■ **Yang Dikerjakan**
Menurut artikel tentang baterai litium buatan Indonesia, pabrik baterai mana yang mendukung gagasan produksi baterai litium di dalam negeri?

■ **Teks Ditampilkan**

Telah Lahir: Baterai Litium Made in Indonesia
Senin, 15 Juli 2013
Satu lagi langkah maju untuk bisa segera
merealisasikan mobil listrik nasional: sejak Sabtu, 13 Juli 2013, Indonesia
telah mampu memproduksi baterai litium (lithium). Memang bukan BUMN yang
memproduksinya, tapi BUMN ikut menjadi pendorongnya.
Tahun lalu, ketika
mobil listrik generasi pertama diluncurkan tim Putra Petir BUMN, memang masih
tersisa satu kegundahan ini: baterai (aki) mobil tersebut masih impor dari
Tiongkok. Belum menggunakan baterai made in Indonesia.
Selama ini Indonesia
baru mampu memproduksi baterai biasa. Padahal, untuk mobil listrik, tidak
mungkin digunakan aki biasa. Karena ukurannya menjadi begitu besar dan beratnya
begitu ampun-ampun.
Maka, tidak lama
setelah peluncuran tiga mobil listrik jenis city car karya Dasep Ahmadi itu,
saya mencari-cari siapa gerangan yang punya potensi mampu memproduksi baterai
litium di dalam negeri. Tentu saya mengincar pabrik-pabrik baterai yang sudah
ada. Lantas saya tawari siapa yang berminat memproduksi baterai litium.
Saya tidak
menjanjikan apa-apa. Tidak berjanji membelinya, tidak memberikan fasilitas
apa-apa, dan tidak mau ikut menanggung biaya investasi. Juga tidak ikut
menanggung risiko. Saya hanya mengemukakan gagasan besar: bahwa sebaiknya
Indonesia mulai memproduksi mobil listrik. Agar kelak kita tidak menyesal untuk
kedua kalinya. Agar kita tidak hanya akan kembali menjadi pasar yang besar bagi
mobil listrik dari luar negeri.
Saya sangat yakin
masa depan mobil adalah mobil listrik. Seluruh dunia sudah sepakat seperti itu.
Memang tidak bisa kesusu dan grusa-grusu. Pelan tapi pasti masa depan kita
adalah mobil listrik.
Alhamdulillah, ada
satu pabrik baterai terkemuka yang mendukung ide itu: PT Nipress Tbk di Bogor.
Pengalamannya memproduksi baterai sudah puluhan tahun. Pasarnya tidak hanya di
dalam negeri. Ekspornya sudah merambah dunia sampai Eropa.

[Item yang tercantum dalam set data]
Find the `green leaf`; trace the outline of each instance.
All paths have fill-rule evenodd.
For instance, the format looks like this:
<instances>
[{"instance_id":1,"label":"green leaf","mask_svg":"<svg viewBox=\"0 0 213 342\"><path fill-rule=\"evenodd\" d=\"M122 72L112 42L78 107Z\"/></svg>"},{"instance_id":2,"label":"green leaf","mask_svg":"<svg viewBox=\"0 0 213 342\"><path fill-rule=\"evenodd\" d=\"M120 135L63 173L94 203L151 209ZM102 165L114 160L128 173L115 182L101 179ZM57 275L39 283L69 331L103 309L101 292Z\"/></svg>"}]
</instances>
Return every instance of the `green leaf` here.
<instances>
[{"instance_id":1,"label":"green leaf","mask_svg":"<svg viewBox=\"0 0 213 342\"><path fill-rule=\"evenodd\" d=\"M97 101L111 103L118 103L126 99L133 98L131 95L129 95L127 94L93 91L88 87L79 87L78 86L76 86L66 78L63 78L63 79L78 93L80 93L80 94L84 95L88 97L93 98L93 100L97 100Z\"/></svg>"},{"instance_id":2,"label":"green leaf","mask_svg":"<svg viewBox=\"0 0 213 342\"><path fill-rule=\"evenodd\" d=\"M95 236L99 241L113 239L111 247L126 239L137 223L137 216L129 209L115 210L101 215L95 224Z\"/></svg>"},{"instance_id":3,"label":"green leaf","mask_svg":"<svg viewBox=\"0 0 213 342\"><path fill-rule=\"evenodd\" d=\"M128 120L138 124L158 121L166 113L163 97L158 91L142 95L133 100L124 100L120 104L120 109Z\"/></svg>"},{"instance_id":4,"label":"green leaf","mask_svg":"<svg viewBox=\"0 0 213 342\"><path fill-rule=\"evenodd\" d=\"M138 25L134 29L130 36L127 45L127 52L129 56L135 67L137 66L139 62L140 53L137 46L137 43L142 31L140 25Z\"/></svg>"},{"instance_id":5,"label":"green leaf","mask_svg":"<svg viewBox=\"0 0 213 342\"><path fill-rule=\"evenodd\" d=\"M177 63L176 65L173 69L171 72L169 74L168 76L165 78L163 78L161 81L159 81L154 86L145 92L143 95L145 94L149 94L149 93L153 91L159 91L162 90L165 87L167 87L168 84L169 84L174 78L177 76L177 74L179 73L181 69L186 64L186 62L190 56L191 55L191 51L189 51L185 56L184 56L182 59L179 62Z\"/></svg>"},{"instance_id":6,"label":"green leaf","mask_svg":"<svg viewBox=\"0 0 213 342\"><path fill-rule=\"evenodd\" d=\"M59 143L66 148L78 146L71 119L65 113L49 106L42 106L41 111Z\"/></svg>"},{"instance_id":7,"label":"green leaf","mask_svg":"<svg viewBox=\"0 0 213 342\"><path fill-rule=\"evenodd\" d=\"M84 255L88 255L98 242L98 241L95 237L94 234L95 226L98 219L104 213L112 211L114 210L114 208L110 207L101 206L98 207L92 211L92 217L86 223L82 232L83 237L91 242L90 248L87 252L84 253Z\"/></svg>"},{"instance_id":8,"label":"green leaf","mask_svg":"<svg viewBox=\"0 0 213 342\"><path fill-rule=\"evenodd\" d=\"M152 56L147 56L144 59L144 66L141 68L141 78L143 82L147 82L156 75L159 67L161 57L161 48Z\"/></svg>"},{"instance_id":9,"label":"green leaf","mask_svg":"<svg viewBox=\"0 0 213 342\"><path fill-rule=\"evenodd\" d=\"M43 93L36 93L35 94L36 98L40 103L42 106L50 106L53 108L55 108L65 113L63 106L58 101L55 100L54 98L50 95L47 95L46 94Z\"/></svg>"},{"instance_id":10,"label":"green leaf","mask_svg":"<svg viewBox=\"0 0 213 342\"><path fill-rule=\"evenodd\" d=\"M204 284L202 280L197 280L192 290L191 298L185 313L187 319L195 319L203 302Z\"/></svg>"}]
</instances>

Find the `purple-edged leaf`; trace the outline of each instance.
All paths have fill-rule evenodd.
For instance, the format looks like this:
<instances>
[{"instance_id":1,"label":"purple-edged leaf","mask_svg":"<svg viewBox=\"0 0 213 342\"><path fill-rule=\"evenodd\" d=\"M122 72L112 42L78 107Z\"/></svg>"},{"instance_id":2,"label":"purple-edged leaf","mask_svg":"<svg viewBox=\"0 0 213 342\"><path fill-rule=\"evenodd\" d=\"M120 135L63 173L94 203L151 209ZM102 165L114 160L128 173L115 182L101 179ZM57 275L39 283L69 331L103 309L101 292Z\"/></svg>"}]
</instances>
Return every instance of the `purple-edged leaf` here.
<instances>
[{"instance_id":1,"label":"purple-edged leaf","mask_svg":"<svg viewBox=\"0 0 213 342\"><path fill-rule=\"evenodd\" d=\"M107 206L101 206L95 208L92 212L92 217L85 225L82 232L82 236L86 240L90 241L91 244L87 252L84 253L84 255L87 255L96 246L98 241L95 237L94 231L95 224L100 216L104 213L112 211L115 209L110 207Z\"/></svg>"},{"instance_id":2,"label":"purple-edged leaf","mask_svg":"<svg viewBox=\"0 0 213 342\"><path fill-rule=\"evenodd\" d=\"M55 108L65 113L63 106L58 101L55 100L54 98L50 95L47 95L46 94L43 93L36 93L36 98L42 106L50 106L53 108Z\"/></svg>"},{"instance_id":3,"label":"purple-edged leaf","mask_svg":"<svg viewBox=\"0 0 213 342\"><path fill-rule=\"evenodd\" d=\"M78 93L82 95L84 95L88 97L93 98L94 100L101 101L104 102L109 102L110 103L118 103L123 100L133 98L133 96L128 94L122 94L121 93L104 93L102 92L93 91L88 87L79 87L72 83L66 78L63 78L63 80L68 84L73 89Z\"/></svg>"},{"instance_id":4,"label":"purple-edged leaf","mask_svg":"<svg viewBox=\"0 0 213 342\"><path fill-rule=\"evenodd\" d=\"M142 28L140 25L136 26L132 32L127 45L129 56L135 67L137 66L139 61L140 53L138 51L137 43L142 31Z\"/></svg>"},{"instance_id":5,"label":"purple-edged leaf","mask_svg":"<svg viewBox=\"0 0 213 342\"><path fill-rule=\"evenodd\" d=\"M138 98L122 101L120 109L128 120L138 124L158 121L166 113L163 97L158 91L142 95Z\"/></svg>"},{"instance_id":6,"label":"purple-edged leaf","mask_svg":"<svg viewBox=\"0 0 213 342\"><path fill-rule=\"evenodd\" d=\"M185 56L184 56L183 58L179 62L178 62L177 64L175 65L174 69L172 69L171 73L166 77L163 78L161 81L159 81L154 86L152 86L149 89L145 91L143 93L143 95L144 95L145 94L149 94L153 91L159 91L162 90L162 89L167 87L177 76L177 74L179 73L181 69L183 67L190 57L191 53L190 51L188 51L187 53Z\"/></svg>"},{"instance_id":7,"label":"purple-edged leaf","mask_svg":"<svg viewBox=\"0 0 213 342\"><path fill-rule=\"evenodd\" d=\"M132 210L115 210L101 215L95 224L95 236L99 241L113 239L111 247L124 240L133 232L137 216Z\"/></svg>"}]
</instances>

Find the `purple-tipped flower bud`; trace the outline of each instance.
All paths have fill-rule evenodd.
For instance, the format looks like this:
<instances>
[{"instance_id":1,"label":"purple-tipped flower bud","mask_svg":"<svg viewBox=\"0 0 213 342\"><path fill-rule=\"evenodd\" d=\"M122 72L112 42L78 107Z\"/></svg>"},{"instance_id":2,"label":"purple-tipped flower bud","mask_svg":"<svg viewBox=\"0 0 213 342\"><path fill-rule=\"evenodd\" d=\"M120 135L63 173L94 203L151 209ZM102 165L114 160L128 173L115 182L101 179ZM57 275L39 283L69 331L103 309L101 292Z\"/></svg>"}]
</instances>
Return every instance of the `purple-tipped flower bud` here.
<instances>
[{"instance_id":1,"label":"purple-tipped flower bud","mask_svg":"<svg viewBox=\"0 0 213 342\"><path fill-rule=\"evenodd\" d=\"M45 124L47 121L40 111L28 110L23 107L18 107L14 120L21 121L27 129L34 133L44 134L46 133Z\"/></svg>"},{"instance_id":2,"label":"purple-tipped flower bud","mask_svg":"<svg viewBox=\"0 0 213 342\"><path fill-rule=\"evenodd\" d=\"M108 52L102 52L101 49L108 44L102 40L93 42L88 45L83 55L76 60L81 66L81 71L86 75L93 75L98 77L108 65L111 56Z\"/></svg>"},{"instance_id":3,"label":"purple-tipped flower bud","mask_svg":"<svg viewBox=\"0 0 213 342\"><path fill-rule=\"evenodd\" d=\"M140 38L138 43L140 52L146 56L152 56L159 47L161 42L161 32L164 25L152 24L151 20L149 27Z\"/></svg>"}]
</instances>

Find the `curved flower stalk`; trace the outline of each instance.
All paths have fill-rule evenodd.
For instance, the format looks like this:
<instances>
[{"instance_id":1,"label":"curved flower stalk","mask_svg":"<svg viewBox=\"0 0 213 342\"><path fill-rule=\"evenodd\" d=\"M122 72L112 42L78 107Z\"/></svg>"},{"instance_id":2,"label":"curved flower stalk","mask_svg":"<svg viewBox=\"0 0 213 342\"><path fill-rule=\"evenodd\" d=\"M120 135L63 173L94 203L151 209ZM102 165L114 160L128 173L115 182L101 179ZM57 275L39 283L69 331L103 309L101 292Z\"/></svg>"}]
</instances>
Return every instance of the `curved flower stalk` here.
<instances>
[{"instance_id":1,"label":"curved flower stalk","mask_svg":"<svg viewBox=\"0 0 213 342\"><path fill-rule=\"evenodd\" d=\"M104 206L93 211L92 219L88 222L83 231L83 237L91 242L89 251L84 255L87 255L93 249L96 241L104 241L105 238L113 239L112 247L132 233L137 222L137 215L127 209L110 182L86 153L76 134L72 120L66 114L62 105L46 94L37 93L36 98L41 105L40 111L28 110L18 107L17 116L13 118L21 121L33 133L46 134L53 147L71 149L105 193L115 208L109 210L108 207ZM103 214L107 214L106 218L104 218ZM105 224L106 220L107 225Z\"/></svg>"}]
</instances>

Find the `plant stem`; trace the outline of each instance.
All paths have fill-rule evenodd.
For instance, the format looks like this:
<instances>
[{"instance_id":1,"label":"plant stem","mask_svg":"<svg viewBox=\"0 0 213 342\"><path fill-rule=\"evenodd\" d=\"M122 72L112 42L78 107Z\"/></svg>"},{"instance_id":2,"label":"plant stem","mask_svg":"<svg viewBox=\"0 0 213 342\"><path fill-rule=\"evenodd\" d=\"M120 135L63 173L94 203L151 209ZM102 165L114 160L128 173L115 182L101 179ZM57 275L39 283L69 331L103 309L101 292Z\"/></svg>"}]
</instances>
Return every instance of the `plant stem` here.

■ **Hasil Akhir**
PT Nipress Tbk di Bogor.